● Показанный текст
Поселившись в Алуште на частной квартире недалеко от моря, Сергей Николаевич сразу начал искать клочок земли, на котором можно было бы построить дом. В городе ему не хотелось жить: шум и суета. У моря на окраине города земельные участки стоили дорого. Свободной и дешевой земли было много на горах. Один такой участок, в двух верстах от города в сторону Ялты, и облюбовал себе писатель. Это был пустынный, скалистый, покатый к югу склон горы, поросший мелким колючим кустарником. Больше ничего, казалось, не могло расти на этих острых камнях. Справа и слева участок ограждали довольно глубокие овраги. Внизу, в десяти минутах ходьбы, о берег Профессорского уголка плескалось море, а выше, в полуверсте, уже за бугром, петляла горная дорога из Алушты на Ялту. Здесь было тихо и уединенно. Летом, когда в городе и в Профессорском уголке люди изнывали от жары, здесь дул приятный ветер. Отсюда, с высоты, открывалась широченная красивая панорама: и море, и горы, и Алушта лежала вся на виду.

● Исходные записи
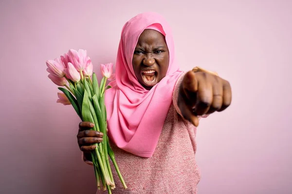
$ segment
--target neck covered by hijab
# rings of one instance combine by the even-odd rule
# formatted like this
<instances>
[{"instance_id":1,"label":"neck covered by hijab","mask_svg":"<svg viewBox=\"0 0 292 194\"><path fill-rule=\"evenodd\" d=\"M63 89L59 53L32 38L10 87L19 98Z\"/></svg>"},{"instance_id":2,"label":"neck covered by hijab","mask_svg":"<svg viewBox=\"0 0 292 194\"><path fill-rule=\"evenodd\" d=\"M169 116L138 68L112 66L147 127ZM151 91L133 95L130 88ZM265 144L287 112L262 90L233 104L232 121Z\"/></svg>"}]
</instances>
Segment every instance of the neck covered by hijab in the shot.
<instances>
[{"instance_id":1,"label":"neck covered by hijab","mask_svg":"<svg viewBox=\"0 0 292 194\"><path fill-rule=\"evenodd\" d=\"M138 81L132 59L139 36L145 29L156 30L165 36L169 53L166 76L151 90ZM108 135L120 148L142 157L155 151L172 101L172 93L182 72L174 59L170 28L155 13L133 17L124 26L116 63L116 80L106 92Z\"/></svg>"}]
</instances>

● Что нужно сделать
Как далеко от города и в какую сторону находился участок, выбранный писателем, согласно показанному тексту?

● Выполненное задание
В двух верстах от города, в сторону Ялты.